» **Recorded information**
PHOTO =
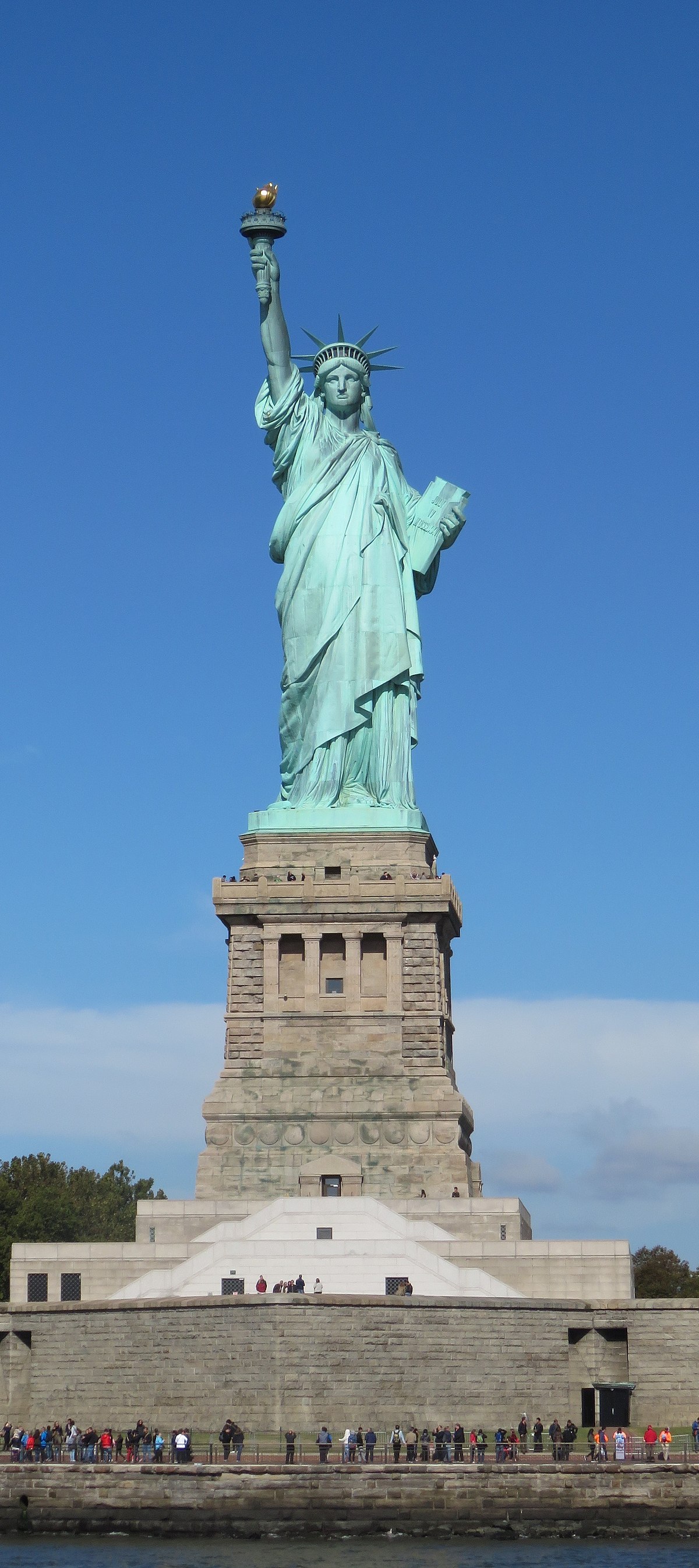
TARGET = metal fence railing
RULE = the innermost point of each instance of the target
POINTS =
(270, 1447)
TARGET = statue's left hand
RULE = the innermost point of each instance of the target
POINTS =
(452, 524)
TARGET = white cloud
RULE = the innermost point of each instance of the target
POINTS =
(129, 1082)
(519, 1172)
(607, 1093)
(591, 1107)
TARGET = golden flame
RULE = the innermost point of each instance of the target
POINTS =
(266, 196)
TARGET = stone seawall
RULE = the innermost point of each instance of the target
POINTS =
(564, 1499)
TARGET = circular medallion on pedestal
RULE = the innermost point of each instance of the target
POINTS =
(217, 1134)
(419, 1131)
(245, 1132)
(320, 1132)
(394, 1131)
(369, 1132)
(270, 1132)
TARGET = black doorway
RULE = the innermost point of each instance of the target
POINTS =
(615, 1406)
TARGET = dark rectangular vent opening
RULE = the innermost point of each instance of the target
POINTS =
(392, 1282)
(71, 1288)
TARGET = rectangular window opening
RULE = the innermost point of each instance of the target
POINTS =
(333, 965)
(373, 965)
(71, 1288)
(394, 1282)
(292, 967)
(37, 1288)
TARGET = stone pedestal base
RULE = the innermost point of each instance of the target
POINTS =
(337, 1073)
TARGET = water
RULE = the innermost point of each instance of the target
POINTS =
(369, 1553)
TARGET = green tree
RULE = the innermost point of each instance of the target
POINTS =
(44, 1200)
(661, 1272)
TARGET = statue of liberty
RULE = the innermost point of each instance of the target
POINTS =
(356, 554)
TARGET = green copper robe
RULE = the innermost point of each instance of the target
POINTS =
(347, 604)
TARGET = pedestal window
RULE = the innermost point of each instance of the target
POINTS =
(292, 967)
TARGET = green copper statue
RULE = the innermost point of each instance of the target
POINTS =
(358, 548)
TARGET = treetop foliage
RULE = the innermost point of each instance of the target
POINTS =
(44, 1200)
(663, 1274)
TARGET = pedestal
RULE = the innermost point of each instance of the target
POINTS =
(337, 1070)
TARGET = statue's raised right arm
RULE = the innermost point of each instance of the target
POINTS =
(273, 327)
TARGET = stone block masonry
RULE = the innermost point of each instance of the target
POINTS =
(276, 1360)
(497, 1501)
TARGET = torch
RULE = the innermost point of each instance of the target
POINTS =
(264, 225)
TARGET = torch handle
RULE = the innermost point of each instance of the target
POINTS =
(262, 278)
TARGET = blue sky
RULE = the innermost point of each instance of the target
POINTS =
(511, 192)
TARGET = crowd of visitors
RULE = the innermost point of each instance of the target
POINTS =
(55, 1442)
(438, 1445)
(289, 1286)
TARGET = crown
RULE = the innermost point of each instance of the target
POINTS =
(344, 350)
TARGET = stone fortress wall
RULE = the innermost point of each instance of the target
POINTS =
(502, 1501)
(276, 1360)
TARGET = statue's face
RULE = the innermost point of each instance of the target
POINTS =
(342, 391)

» **Set task**
Transcribe all of the rows above word for word, leaving the pictures out of your answer.

» **Result**
PHOTO =
TARGET = metal fence railing
RULE = the innermost point of each instance of the target
POINTS =
(270, 1447)
TARGET = statue's left hand
RULE = the innermost point of each instance of the target
POINTS =
(452, 524)
TARGET = white cloud
RULE = the innermost point of each instance of the target
POINTS =
(129, 1082)
(519, 1172)
(607, 1093)
(591, 1107)
TARGET = golden flame
RULE = the innermost point of each instance of the target
POINTS =
(266, 196)
TARGET = stone seawall
RULE = the innermost point of each instance of the target
POINTS =
(564, 1499)
TARGET = circular medallion on pedestal
RULE = the innermost point of each instance of the target
POINTS =
(217, 1134)
(419, 1131)
(245, 1132)
(320, 1132)
(394, 1131)
(369, 1132)
(270, 1132)
TARGET = black doorway
RULE = the innermost point of each instance of the target
POINTS =
(615, 1406)
TARGET = dark rectangular vent opening
RULE = the innermost point of each instance of the target
POINTS =
(392, 1282)
(71, 1288)
TARGET = rectangular window opening
RULE = the innermost point of each instance of the target
POINTS =
(333, 965)
(373, 965)
(71, 1288)
(394, 1282)
(292, 967)
(37, 1288)
TARGET = stone pedestal base
RULE = the innermost point of each instance of the target
POINTS =
(337, 1073)
TARGET = water
RULE = the innermost point of each instance of the target
POINTS =
(369, 1553)
TARGET = green tree
RULE = the innermost point of each instance of the target
POINTS =
(44, 1200)
(661, 1272)
TARGET = statue of liberty
RULE = the innermost point of each instance of the target
POINTS =
(356, 554)
TARGET = green copper robe
RULE = the innermost point of each instance of the target
POINTS =
(347, 604)
TARGET = pedestal window
RULE = the innermost point of each instance of the target
POINTS =
(292, 967)
TARGET = green copper statue
RULE = the innermost point of each instance of the target
POINTS =
(358, 548)
TARGET = treetop foliage
RULE = the innermost point of each instance of the target
POINTS =
(44, 1200)
(663, 1274)
TARGET = pedestal
RULE = the innermost point of each instance of the target
POINTS =
(337, 1070)
TARGET = statue's raised right arm
RULE = the innermost point of each instance of the target
POINTS =
(273, 327)
TARGET = stone block masonry
RULE = the innermost point of each instance of the target
POINTS =
(276, 1360)
(497, 1501)
TARGET = torch
RULE = the innermost point of each instance of the target
POINTS =
(264, 225)
TARGET = torch handle
RULE = the innermost point of each instance of the target
POINTS =
(262, 278)
TARGET = blue sky
RULE = the innermost point of each instance of the target
POINTS =
(511, 192)
TARGET = crowd of visitors
RULE = the innermost point of each instance of the target
POINTS =
(55, 1442)
(438, 1445)
(289, 1286)
TARGET = crown
RULE = the innermost point of each instance of the target
POINTS =
(344, 350)
TARGET = stone fortress wall
RULE = the innermost point of each instance of the target
POINTS =
(502, 1501)
(276, 1360)
TARGET = statue's face
RULE = the innermost point of each instance of the target
POINTS =
(342, 391)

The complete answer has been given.